>>>

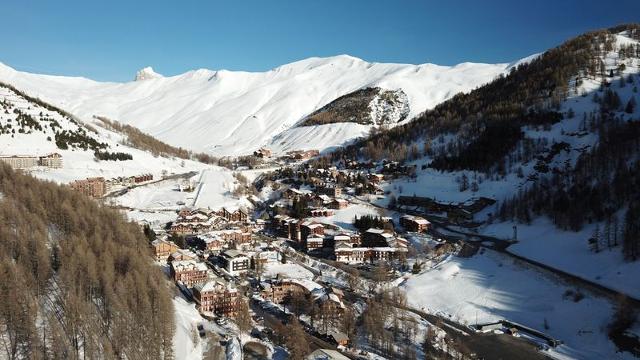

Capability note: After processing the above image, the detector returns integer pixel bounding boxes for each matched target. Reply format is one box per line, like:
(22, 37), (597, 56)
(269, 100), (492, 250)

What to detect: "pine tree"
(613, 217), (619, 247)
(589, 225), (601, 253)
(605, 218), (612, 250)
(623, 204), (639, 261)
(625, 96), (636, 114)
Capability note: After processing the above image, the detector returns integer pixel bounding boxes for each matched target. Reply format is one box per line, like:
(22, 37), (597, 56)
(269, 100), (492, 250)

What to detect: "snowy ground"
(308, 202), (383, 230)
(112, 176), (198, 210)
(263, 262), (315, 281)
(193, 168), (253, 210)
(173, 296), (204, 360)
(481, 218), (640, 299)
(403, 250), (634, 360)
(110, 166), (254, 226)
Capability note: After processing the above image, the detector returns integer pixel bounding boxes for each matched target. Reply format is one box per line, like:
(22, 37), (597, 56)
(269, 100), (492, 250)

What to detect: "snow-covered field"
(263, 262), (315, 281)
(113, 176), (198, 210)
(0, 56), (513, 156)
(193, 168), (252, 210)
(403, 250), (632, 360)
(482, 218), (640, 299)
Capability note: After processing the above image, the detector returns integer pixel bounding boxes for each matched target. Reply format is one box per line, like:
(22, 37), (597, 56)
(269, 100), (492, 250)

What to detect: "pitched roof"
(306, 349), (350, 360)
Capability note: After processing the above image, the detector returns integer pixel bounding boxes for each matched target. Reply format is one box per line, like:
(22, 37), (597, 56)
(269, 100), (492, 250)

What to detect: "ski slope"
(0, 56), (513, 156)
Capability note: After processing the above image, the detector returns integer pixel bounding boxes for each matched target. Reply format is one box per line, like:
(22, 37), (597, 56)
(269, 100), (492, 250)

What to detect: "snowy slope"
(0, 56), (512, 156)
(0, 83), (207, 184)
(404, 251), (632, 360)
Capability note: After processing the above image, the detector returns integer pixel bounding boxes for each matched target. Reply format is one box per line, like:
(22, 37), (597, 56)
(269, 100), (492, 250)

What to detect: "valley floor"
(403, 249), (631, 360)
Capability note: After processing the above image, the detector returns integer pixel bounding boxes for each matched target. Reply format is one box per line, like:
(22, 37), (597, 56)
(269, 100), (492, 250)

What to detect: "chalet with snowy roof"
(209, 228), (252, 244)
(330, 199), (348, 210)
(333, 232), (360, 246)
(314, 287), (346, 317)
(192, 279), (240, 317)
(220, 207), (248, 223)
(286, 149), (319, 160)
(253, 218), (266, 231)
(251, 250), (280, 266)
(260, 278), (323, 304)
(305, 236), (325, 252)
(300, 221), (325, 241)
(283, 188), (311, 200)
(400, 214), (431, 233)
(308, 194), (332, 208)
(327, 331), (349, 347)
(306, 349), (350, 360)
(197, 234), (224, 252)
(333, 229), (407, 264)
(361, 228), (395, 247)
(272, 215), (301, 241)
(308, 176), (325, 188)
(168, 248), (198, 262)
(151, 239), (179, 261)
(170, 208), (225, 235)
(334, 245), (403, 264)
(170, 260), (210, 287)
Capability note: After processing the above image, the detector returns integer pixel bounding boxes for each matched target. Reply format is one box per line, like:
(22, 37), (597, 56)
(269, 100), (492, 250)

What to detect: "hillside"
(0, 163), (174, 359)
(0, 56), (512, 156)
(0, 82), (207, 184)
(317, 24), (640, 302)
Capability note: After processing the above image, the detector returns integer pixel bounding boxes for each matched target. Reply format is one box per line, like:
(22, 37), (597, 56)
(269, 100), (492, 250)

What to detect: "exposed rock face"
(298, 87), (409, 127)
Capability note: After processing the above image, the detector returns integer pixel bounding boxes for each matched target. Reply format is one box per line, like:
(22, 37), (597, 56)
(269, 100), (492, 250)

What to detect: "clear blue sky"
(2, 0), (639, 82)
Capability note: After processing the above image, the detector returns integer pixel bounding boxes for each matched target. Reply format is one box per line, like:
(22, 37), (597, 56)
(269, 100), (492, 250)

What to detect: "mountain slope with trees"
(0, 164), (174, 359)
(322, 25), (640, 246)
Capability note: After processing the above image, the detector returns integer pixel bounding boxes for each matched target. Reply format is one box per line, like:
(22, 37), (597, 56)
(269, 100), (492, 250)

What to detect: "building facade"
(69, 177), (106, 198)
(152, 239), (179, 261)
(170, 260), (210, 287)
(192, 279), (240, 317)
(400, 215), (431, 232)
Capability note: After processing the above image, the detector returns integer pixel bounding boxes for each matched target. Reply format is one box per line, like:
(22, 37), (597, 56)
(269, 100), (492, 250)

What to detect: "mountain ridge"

<<<

Leaving the images out, retype all the material above exactly.

### Result of the task
Capability note: After processing the above image, the detector returns integer pixel bounding boxes for each matched target. Reply format is one box per line, like:
(22, 37), (597, 56)
(269, 100), (492, 250)

What to detect: "pine tree"
(613, 217), (619, 247)
(589, 225), (601, 253)
(605, 218), (612, 250)
(623, 204), (639, 261)
(625, 96), (636, 114)
Capability note: After processing the above image, the detector returns integer pixel bounding boxes for each matched target. Reply format is one box per line, like:
(22, 37), (597, 56)
(269, 100), (492, 250)

What to detect: "snowy ground"
(308, 202), (383, 230)
(112, 176), (198, 210)
(263, 262), (315, 281)
(193, 168), (253, 210)
(173, 296), (204, 360)
(481, 218), (640, 299)
(403, 250), (634, 360)
(110, 166), (254, 226)
Capability note: After processing the above image, the detector returns integer pixel bounding boxes for each matched target. Reply format is one box per line, like:
(22, 37), (597, 56)
(269, 100), (492, 250)

What to detect: "snow-covered field"
(263, 262), (315, 281)
(113, 176), (198, 210)
(0, 56), (513, 156)
(193, 168), (252, 210)
(403, 250), (632, 360)
(482, 218), (640, 299)
Capability note: After processing the above image, the detector returns integer pixel bounding boxes for each matched target. Reply format is one box per line, like:
(22, 37), (597, 56)
(269, 100), (492, 250)

What to detect: "pitched roof"
(306, 349), (350, 360)
Capability note: After processing the above image, the detector returns integer pixel bounding boxes for each matched target. Reply format is one box per line, like:
(22, 37), (597, 56)
(269, 100), (492, 250)

What to detect: "ski slope"
(0, 56), (513, 156)
Capability note: After processing the above image, the detector returns integer pixel bounding boxes for each matched target. Reply format is one box per line, like:
(22, 37), (597, 56)
(269, 100), (492, 250)

What to detect: "snowy slope"
(0, 56), (512, 156)
(0, 83), (207, 184)
(404, 251), (632, 360)
Capability note: After processing the above image, the detector returns integer pixel bounding boxes for each matched target. Reply format is one box per line, like:
(22, 37), (597, 56)
(269, 100), (492, 250)

What to detect: "valley floor"
(403, 249), (631, 360)
Capability note: After processing the above image, the detector returns integer pixel bounding boxes for each matched target. Reply format is one box per line, like:
(22, 37), (597, 56)
(269, 100), (492, 250)

What to detect: "chalet with snowy roof"
(209, 228), (252, 244)
(330, 199), (348, 210)
(333, 232), (360, 246)
(314, 287), (346, 317)
(192, 279), (240, 317)
(220, 207), (248, 223)
(286, 149), (319, 160)
(253, 218), (266, 231)
(251, 250), (280, 266)
(260, 278), (323, 304)
(305, 236), (325, 252)
(300, 221), (325, 241)
(283, 188), (311, 200)
(400, 214), (431, 233)
(308, 194), (332, 208)
(327, 331), (349, 347)
(306, 349), (350, 360)
(197, 234), (224, 252)
(333, 229), (407, 264)
(361, 228), (395, 247)
(272, 215), (301, 241)
(308, 176), (325, 188)
(168, 248), (198, 262)
(151, 239), (179, 261)
(170, 208), (225, 235)
(334, 245), (403, 264)
(170, 260), (210, 287)
Capability note: After processing the above image, the detector returns integer pixel bounding boxes for each matched target. Reply format is one box per line, like:
(22, 37), (597, 56)
(269, 100), (492, 250)

What to detect: "hillside"
(0, 163), (174, 359)
(0, 56), (512, 156)
(0, 82), (207, 184)
(317, 24), (640, 302)
Capability note: After processing the above image, the detector returns integer pixel bounding boxes for each matched target. Reply format is one box per line, like:
(22, 37), (597, 56)
(269, 100), (492, 250)

What to detect: "exposed rock face"
(298, 87), (409, 127)
Capability note: After processing the above image, the detector returns integer pixel bounding boxes for each matched target. Reply format is one box per line, like:
(22, 37), (597, 56)
(269, 100), (492, 250)

What to detect: "clear blue sky"
(2, 0), (639, 82)
Capability note: After processing the above image, the detector returns integer pixel bounding boxes for each matched target. Reply format is one box per line, like:
(22, 37), (597, 56)
(269, 100), (492, 250)

What to detect: "mountain slope with trees"
(0, 164), (174, 359)
(322, 25), (640, 246)
Capability note: After processing the above image, the detector returns integer pixel bounding boxes for each matched target. Reply format is one box per line, like:
(22, 37), (597, 56)
(269, 100), (492, 250)

What to detect: "building facade"
(69, 177), (106, 198)
(152, 239), (179, 261)
(170, 260), (210, 287)
(192, 279), (240, 317)
(400, 215), (431, 232)
Capability note: After processing the above image, the detector returns integer pixel bounding boxes for each matched target. Reply format is one box per line, like:
(22, 37), (597, 56)
(269, 100), (492, 250)

What to detect: "mountain ridge"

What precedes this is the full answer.